_Tasks_:
1. According to the excerpt on 4-CP oxidation in Rhodococcus, why does the study set out to explore how 4-CP oxidation is regulated? Answer in one to three sentences.
2. In the excerpt on 4-CP oxidation in Rhodococcus, what were the cphA2A1 genes proposed to encode?
3. Write the next part of the excerpt on 4-CP oxidation in Rhodococcus, starting after its last sentence.

_Excerpt to read_:
Nevertheless, the oxidative regulation of 4-CP at the genetic and biochemical levels has not yet been studied. Therefore, this study aims to explore the regulation mechanism of 4-CP oxidation by cloning a novel gene cluster, cphRA2A1, known to be involved in 4-CP oxidation by Rhodococcus sp. strain YH-5B. Based on the deduced amino acid sequence, the cphA2A1 and cphR genes were proposed to encode a two-component monooxygenase and an AraC-type family regulatory protein, respectively. Transcription activity of cphA2A1 genes was analyzed through construction of mutants, in which the cphR gene was disrupted by inserting a tetracycline resistance gene. Promoter activity assays were performed to determine the sites in the cphA2A1 promoter for interaction with the transcriptional regulator CphR.

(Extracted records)
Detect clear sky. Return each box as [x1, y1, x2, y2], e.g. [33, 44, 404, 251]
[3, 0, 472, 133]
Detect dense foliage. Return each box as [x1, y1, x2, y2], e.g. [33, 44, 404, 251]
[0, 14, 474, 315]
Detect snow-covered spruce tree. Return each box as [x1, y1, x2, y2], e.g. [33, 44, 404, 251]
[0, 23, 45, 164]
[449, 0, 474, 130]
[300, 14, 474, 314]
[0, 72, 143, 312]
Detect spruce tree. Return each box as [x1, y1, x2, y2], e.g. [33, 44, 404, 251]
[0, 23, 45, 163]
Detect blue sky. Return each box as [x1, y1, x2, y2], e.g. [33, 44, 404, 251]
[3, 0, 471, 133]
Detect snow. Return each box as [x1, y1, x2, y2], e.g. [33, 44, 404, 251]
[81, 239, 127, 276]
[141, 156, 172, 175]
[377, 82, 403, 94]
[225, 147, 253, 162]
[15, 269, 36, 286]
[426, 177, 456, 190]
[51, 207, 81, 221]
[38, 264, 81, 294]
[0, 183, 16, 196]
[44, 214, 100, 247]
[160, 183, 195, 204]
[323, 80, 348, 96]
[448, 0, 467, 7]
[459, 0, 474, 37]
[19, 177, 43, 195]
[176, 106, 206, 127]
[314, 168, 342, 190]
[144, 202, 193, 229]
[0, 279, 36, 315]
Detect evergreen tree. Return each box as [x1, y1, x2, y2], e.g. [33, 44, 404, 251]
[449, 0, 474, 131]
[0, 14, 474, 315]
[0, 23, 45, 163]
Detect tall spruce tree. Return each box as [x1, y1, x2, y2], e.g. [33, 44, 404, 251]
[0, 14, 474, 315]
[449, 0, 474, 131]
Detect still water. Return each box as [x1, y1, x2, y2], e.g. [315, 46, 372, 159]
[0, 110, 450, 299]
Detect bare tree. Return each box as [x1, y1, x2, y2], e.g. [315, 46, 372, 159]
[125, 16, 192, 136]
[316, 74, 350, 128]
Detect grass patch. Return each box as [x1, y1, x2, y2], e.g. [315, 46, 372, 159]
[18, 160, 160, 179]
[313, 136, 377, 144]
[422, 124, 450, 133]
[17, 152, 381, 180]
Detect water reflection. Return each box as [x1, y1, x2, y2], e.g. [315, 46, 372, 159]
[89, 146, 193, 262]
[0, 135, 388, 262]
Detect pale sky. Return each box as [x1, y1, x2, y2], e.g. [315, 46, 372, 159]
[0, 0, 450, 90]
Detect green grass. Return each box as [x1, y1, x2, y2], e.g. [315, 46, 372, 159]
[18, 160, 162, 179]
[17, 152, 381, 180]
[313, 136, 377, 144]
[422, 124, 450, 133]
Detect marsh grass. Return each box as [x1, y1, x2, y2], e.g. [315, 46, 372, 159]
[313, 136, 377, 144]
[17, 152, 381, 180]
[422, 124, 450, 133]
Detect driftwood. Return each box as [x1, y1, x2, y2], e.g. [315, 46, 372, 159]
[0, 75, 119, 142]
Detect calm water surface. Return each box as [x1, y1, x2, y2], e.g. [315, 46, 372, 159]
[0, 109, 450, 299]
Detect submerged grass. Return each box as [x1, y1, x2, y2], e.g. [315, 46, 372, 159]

_Solved tasks_:
1. The oxidative regulation of 4-CP at the genetic and biochemical levels has not yet been studied. The study therefore aims to explore that regulation mechanism by cloning the cphRA2A1 gene cluster from Rhodococcus sp. strain YH-5B.

2. A two-component monooxygenase.

3.
Materials and Methods

Strains, Plasmids, Media, and Chemicals

Using 4-CP as the sole carbon source, the 4-CP-degrading bacterium Rhodococcus sp. YH-5B was isolated after five rounds of enrichment from 4-CP-contaminated soil from Hangzhou Qingfeng Chemical Co., Ltd. (Hangzhou, China). The bacterial strains and plasmids used in this study are listed in Table 1. Rhodococcus strains were grown in Luria-Bertani (LB) or mineral salts (MM) media (Zhang et al., 2016) with 0.3 mM 4-CP as the sole carbon source at 30°C and E. coli strains were grown in LB medium at 37°C. Where appropriate, antibiotics and other supplements were used at the following concentrations: ampicillin (100 mg L−1), kanamycin (50 mg L−1), tetracycline (10 mg L−1), and isopropyl β-D-1-thiogalactopyranoside (IPTG) (0.1 mM). All chemicals used were of analytical grade or higher purity and purchased from Aladdin Industrial Inc., China, unless otherwise stated. The oligonucleotides used in this study are summarized in Table 2.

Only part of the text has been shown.